*Lo que se pide*:
Muestra, copiada sin cambios, cada línea de los elementos en la que aparezca la palabra "flag".

*Material del ejercicio*:
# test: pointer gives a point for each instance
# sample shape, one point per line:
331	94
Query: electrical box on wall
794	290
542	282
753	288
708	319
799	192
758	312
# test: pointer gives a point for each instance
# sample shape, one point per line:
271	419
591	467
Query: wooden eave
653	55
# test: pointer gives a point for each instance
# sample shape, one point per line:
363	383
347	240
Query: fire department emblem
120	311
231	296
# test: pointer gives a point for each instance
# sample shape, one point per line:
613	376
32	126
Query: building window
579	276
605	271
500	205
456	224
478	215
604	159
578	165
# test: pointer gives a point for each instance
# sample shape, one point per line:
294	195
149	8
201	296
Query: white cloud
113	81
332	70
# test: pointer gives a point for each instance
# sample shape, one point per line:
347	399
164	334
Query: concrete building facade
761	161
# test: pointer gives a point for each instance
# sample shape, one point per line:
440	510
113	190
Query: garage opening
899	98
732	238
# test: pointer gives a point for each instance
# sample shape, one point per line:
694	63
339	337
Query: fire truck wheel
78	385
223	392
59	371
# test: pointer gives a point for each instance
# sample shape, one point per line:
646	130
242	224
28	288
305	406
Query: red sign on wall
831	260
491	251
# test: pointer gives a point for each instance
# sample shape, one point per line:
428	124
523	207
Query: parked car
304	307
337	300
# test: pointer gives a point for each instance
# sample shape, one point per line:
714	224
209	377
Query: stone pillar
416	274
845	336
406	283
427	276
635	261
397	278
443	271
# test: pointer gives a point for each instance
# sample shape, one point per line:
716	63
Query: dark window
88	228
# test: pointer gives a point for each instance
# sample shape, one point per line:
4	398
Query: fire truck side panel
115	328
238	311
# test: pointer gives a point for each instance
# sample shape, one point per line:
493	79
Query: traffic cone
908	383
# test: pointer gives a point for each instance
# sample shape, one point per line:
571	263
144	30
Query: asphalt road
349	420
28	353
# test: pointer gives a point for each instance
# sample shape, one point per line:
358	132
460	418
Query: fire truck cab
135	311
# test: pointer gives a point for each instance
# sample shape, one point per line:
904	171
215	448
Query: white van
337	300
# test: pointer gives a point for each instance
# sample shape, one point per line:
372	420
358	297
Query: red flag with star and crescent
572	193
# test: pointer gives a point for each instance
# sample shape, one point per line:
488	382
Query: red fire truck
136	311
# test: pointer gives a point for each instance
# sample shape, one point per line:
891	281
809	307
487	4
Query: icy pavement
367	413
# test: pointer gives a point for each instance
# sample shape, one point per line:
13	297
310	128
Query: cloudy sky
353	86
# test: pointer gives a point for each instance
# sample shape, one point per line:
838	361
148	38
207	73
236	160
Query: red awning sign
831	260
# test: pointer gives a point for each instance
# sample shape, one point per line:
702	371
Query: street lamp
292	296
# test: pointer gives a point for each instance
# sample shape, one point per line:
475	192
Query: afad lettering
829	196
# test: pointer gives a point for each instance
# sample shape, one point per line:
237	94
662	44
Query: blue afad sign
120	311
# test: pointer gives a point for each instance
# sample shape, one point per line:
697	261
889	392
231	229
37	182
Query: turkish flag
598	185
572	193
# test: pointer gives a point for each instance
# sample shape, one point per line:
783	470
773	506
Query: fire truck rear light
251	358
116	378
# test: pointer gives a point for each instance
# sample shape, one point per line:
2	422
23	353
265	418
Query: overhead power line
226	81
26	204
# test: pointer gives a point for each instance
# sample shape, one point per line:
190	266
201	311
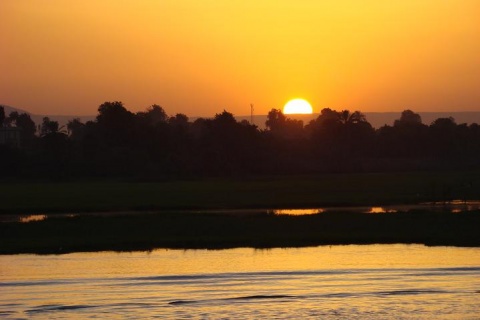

*Respuesta*:
Query: red flag with star and crescent
Query: turkish flag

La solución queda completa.